● TASK 1: According to the book review, whose latest book did the reviewer fight through as a duty to the Literary Review?
● TASK 2: Write out the book review from "Commenting on an" to "tedious beyond belief.".

● SOURCE PASSAGE:
Choose Freedom: The Future for Democratic Socialism by Roy Hattersley - review by Paul Foot

Paul Foot

The Great Leap Backward

Choose Freedom: The Future for Democratic Socialism

By

Michael Joseph 356pp £12.95
 

Commenting on an argument in the Labour Party some years ago as to who should write the manifesto Frank Johnson once asked: ‘who should read it?’ It was a good question, since nothing written by human hand is quite as dull as a British Party political manifesto. Many months ago, as a duty to the Literary Review, I fought my way through Dr David Owen’s latest book, an interminable manifesto for the SDP. It patched together a lot of what were called ‘practical policies’ which had nothing in common save their practicality. The thing was uninspiring and tedious beyond belief.

Saved entries:

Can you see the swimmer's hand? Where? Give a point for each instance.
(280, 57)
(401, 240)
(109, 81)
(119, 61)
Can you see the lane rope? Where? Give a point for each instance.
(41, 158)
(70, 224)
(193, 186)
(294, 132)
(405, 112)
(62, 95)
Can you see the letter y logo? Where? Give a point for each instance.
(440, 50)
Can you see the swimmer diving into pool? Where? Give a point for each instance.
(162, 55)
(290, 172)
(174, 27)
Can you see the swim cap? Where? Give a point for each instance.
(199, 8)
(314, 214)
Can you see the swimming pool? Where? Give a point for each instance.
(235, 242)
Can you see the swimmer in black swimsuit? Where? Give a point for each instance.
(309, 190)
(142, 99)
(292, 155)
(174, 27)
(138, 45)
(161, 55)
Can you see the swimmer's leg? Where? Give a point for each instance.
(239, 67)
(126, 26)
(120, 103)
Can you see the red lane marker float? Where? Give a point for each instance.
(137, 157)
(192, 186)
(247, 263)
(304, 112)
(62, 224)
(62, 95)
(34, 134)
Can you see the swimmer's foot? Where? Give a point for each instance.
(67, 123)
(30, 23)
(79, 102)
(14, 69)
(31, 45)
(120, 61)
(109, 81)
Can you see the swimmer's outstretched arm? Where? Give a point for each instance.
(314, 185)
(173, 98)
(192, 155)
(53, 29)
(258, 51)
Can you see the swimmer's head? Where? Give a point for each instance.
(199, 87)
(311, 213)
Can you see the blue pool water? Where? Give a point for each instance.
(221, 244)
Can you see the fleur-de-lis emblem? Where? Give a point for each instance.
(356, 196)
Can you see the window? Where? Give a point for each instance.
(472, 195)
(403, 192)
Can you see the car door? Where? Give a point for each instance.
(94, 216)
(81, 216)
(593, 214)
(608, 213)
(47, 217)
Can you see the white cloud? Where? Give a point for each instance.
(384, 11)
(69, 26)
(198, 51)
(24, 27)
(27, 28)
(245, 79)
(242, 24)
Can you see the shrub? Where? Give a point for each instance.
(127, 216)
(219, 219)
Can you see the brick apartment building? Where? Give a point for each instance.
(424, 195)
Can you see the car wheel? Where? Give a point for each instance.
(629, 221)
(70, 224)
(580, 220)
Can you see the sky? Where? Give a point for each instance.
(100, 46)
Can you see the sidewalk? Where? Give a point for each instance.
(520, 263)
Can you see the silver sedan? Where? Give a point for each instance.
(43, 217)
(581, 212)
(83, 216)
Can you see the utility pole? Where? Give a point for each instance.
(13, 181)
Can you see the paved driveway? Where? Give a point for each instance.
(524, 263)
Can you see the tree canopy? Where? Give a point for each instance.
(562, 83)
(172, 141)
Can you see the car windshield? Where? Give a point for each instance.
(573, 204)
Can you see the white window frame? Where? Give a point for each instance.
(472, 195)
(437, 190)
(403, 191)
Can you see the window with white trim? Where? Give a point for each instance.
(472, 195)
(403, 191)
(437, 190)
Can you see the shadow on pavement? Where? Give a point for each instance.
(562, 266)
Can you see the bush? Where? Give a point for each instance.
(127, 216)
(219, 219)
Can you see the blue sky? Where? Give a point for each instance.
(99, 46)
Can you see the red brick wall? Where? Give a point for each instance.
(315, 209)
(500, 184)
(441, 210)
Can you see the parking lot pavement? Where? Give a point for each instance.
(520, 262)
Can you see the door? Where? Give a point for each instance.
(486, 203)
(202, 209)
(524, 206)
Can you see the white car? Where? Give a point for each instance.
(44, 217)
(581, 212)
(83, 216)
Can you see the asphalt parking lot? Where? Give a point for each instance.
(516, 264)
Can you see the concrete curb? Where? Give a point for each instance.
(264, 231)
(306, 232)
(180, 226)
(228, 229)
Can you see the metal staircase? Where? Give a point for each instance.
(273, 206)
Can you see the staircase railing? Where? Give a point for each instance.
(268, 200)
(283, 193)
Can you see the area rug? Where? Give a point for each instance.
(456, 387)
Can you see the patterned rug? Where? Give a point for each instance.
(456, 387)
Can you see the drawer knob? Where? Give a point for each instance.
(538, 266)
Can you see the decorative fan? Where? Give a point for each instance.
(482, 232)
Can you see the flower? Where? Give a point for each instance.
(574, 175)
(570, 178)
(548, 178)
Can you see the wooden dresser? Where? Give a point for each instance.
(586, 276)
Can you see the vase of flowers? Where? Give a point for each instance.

● WRITTEN RESPONSE 1: Dr David Owen's.

● WRITTEN RESPONSE 2:
Commenting on an argument in the Labour Party some years ago as to who should write the manifesto Frank Johnson once asked: ‘who should read it?’ It was a good question, since nothing written by human hand is quite as dull as a British Party political manifesto. Many months ago, as a duty to the Literary Review, I fought my way through Dr David Owen’s latest book, an interminable manifesto for the SDP. It patched together a lot of what were called ‘practical policies’ which had nothing in common save their practicality. The thing was uninspiring and tedious beyond belief.